Das E-Mail-Aufkommen in Unternehmen nimmt nicht nur quantitativ zu. Da immer mehr geschäftskritische Aktivitäten auf diesem Weg ablaufen, erhält das Medium auch eine ganz neue Qualität. Mit entsprechenden Auswirkungen auf das E-Mail-Management: Dort führt kein Weg mehr an einem systematischen, durchgängigen Konzept vorbei. Der Beitrag stellt ein solches vor und zeigt, wie es sich auf andere wichtige IT-Abläufe ausdehnen lässt.
„Daten und Informationen zu managen ist leicht, aber wie beherrschen wir die vielen Prozesse und Aktivitäten, die wir über Mail abwickeln?“ Diese Frage warf Internet-Vordenkerin Esther Dyson in einem Interview der Computer Zeitung (39/2004) auf. Würde man zehn Mitarbeiter in einem beliebigen Unternehmen um eine Beschreibung solcher Aktivitäten bitten, liefe die Antwort wahrscheinlich auf den kleinsten gemeinsamen Nenner hinaus, dass E-Mail ein schneller und konkurrenzlos bequemer Weg ist für alles, das irgendwie kommuniziert werden soll. Das ist grundsätzlich richtig. Die Aussage bezieht sich jedoch auf die Anwendung des Mediums, nicht auf die Qualität der Nachrichten selbst.
Gerade dieser Parameter ist aber zur Beantwortung der Dyson-Frage entscheidend. Jede Nachricht, die den Mail-Server erreicht und verlässt, ist heute als Einflussfaktor auf kurz- und langfristig ausgelegte Geschäftsvorgänge im Unternehmen anzusehen. Schon deshalb, weil immer mehr wichtige Korrespondenz (Angebote, Vertragsentwürfe) auf diesem Weg abgewickelt wird. Wie sich der Einfluss äußert, erklärt ein Blick in die Tagespresse: „Spam zerstört Vertrauen ins Webgeschäft“, „Kundendaten frei Haus per Phishing“, „Teuere Quittung für gelöschte Post“. Der Wortlaut ist fiktiv, die Szenarien real, bei allen spielt E-Mail die entscheidende Rolle. Dieser Tatsache haben sich die Strategien zum E-Mail-Management zu stellen. Wenn die elektronische Post Geschäftsabläufe immer mehr beeinflusst, muss auch ihre Verwaltung als ein solcher gehandhabt werden.

Elemente zur Standortbestimmung:
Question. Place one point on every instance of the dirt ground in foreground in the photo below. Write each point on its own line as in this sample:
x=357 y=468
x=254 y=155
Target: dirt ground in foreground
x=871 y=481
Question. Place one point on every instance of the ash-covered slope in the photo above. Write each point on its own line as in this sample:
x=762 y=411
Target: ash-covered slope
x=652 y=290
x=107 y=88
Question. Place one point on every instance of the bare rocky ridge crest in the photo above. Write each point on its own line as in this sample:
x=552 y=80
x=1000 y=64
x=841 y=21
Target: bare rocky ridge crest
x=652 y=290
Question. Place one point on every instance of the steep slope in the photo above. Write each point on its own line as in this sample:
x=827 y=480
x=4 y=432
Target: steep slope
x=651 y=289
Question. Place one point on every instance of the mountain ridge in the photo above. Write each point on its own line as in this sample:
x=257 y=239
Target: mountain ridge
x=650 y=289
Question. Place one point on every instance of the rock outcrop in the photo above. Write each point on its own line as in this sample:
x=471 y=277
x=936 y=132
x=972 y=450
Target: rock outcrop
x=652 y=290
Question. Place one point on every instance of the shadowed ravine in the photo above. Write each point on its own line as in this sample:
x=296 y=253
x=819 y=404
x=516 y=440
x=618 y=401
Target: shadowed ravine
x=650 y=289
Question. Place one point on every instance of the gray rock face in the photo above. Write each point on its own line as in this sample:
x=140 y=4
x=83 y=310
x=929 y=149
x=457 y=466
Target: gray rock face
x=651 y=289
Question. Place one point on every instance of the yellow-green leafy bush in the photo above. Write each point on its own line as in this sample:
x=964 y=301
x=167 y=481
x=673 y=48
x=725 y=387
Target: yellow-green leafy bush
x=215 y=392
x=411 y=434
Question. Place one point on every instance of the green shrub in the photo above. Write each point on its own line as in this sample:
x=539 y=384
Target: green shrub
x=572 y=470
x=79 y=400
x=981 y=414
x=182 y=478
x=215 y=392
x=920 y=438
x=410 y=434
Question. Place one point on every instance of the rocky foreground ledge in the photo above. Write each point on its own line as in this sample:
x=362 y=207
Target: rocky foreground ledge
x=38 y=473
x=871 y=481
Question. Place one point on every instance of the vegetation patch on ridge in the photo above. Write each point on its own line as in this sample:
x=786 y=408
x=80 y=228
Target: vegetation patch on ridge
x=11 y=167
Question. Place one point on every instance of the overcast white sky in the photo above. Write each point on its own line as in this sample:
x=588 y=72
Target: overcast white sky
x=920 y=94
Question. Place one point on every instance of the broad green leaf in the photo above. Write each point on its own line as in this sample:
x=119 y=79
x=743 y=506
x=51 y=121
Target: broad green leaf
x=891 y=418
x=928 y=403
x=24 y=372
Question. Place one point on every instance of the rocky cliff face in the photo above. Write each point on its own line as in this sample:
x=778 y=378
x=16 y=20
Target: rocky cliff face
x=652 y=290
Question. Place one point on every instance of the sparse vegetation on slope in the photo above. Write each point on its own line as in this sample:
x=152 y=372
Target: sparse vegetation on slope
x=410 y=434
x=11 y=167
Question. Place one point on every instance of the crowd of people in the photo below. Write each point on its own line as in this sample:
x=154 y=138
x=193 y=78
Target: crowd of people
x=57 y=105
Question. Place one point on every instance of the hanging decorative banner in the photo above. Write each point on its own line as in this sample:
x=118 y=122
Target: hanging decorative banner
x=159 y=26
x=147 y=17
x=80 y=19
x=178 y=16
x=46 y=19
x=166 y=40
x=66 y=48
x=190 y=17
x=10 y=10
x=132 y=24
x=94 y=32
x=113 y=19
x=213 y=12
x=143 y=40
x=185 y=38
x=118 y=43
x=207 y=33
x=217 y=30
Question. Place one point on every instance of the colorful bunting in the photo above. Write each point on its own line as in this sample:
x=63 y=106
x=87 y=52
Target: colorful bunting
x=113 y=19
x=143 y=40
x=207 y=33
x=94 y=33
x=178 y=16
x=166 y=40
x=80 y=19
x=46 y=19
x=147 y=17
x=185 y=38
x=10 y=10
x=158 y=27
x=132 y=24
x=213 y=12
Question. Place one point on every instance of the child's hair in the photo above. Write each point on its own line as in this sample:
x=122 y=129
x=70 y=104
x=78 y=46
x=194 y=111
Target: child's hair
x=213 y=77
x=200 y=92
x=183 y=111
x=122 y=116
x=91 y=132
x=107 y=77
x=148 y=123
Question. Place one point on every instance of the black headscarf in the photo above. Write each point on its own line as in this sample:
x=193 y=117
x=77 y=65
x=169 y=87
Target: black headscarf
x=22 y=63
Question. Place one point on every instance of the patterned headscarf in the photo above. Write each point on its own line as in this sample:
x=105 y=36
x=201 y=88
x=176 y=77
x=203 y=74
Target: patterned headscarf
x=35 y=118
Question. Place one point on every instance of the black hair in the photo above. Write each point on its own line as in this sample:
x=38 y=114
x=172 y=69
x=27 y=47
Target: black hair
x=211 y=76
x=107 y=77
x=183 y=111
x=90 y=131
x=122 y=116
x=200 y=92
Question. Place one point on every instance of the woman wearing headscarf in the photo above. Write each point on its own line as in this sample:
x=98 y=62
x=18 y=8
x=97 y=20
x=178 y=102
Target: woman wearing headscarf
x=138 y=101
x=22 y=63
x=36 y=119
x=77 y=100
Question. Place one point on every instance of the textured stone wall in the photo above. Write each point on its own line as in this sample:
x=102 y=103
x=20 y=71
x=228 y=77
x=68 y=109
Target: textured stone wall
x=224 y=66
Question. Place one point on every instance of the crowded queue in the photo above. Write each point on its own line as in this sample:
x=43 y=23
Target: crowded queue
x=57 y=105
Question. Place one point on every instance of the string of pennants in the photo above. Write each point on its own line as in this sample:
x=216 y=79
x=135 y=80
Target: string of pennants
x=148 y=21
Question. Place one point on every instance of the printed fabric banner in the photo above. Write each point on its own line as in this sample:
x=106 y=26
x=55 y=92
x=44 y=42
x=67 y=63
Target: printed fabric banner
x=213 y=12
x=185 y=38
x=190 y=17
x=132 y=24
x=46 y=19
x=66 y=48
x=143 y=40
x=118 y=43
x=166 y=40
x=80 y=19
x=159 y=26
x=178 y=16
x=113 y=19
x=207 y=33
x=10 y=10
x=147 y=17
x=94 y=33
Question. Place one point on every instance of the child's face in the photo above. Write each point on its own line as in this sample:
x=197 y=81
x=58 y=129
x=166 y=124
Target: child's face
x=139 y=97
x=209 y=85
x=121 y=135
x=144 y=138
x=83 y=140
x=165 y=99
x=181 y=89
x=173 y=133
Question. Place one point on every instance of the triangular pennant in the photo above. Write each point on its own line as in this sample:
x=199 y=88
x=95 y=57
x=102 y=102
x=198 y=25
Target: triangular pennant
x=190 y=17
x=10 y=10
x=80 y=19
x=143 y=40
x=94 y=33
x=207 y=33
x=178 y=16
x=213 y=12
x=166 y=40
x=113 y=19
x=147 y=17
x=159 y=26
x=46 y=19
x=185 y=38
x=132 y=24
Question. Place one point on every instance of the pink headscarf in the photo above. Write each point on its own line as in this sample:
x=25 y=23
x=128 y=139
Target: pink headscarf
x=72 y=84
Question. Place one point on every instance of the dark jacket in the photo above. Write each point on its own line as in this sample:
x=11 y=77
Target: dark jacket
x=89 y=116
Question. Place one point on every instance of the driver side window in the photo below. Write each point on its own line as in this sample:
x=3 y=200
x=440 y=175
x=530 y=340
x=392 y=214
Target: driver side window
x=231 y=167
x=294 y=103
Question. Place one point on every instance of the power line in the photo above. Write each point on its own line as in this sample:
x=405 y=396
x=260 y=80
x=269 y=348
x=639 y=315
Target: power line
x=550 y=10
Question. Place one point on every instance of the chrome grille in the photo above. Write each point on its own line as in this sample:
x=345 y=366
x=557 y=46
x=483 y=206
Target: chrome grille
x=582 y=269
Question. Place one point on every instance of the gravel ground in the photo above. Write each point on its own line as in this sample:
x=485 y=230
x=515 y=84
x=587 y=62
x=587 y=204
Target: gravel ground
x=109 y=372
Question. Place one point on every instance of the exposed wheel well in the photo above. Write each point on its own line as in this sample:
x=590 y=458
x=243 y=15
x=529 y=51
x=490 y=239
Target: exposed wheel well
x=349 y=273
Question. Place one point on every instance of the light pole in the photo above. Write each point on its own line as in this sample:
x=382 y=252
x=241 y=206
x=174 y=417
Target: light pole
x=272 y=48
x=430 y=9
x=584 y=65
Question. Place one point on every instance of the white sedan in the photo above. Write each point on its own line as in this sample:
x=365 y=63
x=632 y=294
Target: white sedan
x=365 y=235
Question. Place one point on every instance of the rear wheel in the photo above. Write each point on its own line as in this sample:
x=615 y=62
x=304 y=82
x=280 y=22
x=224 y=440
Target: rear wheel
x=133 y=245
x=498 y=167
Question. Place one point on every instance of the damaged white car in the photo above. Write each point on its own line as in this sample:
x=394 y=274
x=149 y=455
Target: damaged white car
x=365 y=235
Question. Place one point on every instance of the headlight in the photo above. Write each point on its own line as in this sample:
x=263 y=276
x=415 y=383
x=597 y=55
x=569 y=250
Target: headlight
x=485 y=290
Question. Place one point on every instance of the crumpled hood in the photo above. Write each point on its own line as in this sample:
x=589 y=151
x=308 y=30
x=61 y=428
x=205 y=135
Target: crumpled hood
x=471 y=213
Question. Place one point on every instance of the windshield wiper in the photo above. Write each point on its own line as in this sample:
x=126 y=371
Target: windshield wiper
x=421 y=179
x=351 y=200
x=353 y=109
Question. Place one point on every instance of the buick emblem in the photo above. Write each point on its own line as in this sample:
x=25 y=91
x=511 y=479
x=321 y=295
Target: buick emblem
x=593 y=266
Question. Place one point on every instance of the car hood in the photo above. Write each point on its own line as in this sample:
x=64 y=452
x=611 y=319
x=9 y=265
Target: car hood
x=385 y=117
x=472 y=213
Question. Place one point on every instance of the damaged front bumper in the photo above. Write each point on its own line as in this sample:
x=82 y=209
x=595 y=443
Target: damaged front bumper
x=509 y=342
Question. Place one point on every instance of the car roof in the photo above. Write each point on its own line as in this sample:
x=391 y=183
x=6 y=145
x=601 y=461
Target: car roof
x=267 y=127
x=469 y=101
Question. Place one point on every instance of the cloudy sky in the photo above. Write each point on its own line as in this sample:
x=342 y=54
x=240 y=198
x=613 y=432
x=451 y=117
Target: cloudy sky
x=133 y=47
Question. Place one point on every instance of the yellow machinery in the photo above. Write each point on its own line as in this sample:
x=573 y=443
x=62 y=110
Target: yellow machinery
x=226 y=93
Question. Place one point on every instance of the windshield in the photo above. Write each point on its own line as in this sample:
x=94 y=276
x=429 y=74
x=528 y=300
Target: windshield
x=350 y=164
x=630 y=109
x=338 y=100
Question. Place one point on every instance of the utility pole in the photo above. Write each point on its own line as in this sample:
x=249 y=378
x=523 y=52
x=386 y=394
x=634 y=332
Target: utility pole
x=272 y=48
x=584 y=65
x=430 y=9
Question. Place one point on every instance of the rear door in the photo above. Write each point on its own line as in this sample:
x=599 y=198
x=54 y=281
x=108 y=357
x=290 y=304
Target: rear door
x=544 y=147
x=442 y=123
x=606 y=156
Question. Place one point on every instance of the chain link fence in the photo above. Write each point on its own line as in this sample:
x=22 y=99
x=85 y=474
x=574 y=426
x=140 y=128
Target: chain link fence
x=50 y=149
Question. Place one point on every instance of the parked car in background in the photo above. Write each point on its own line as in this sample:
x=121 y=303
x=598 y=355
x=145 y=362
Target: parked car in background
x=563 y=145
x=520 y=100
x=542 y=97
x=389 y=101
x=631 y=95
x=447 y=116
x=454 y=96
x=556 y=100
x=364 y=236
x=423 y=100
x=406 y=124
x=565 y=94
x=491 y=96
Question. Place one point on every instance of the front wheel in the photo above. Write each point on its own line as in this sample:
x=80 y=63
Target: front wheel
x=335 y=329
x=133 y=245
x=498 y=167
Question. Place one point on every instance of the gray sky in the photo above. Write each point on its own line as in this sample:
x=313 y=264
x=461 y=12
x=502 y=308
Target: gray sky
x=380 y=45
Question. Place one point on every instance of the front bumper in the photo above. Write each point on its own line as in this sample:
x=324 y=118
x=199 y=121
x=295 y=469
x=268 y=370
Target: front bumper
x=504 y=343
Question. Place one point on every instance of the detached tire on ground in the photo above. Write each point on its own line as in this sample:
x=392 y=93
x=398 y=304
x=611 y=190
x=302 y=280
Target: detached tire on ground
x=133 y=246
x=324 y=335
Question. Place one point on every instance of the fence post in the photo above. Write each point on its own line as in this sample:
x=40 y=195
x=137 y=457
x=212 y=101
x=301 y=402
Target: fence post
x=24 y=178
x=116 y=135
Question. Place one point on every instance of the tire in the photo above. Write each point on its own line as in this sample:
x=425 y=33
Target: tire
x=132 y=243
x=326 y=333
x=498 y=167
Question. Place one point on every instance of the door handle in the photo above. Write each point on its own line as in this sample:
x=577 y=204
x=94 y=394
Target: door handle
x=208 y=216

Aufgabe:
Prüfe, ob die folgenden Aussagen mit dem Textauszug zum E-Mail-Management übereinstimmen. Antworte jeweils mit Ja oder Nein und zitiere die entscheidenden Worte des Textes wörtlich. (a) Esther Dyson stellte ihre Frage in einem Interview der Computer Zeitung. (b) Die zitierten Schlagzeilen stammen im Wortlaut aus der Tagespresse. (c) Das E-Mail-Aufkommen in Unternehmen nimmt nur der Menge nach zu.

Lösung:
(a) Ja: „Diese Frage warf Internet-Vordenkerin Esther Dyson in einem Interview der Computer Zeitung (39/2004) auf.“
(b) Nein: „Der Wortlaut ist fiktiv, die Szenarien real“
(c) Nein: „Das E-Mail-Aufkommen in Unternehmen nimmt nicht nur quantitativ zu.“